READING PASSAGE
— begin —

Assessing Performance: Investigation of the Influence of Item-Context and Rater Personality

Daniel C. Kuang

ABSTRACT
Applying advances from the performance criterion literature, the present study implemented a construct-based approach to the investigation of errors in performance appraisal ratings. Using a college student sample, this study investigated the influence of context on item responses and rater personality on performance appraisal rating scores on an expanded performance criterion domain of task and contextual performance.

Context effects in performance appraisals have been operationalized as a person level phenomenon. The present study extends this literature by investigating context effects at the instrument level by examining: the influence of rating contextual items on subsequent ratings of task items, and the influence of rating task items on subsequent ratings of contextual items. Item response theory (IRT) methods of differential item functioning (DIF) detection were applied to investigate the influence of context on item ratings of task and contextual performance. The order in which task and contextual items were presented was found to influence rating responses. Specifically, when task items were preceded by contextual items, the relatedness between task items and their underlying construct was reduced. These observed slope effects, as conceptualized within the IRT framework, demonstrate an advantage of IRT methods over traditional approaches for detecting the influence of context on responses to performance appraisal questions.

— end —

EXTRACTED DATA
— begin —

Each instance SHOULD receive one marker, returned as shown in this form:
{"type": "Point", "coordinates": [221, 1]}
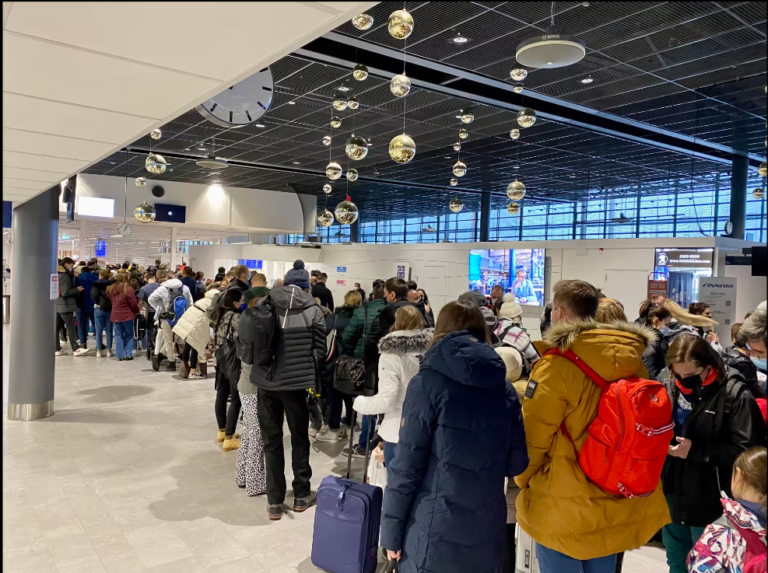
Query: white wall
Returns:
{"type": "Point", "coordinates": [230, 208]}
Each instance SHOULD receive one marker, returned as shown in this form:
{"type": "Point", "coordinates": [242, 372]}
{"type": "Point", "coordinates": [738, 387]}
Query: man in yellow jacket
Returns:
{"type": "Point", "coordinates": [576, 524]}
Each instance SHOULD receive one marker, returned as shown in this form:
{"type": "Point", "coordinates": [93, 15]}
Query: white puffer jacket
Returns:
{"type": "Point", "coordinates": [401, 354]}
{"type": "Point", "coordinates": [193, 325]}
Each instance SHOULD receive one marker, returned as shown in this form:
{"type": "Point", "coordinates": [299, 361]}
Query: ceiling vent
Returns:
{"type": "Point", "coordinates": [550, 50]}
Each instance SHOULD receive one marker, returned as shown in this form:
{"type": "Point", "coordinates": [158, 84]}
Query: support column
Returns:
{"type": "Point", "coordinates": [33, 313]}
{"type": "Point", "coordinates": [739, 175]}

— end —

CHALLENGE
In the abstract, what happened when task items were preceded by contextual items? The rows were drawn from a separate source.

FINAL ANSWER
The relatedness between task items and their underlying construct was reduced.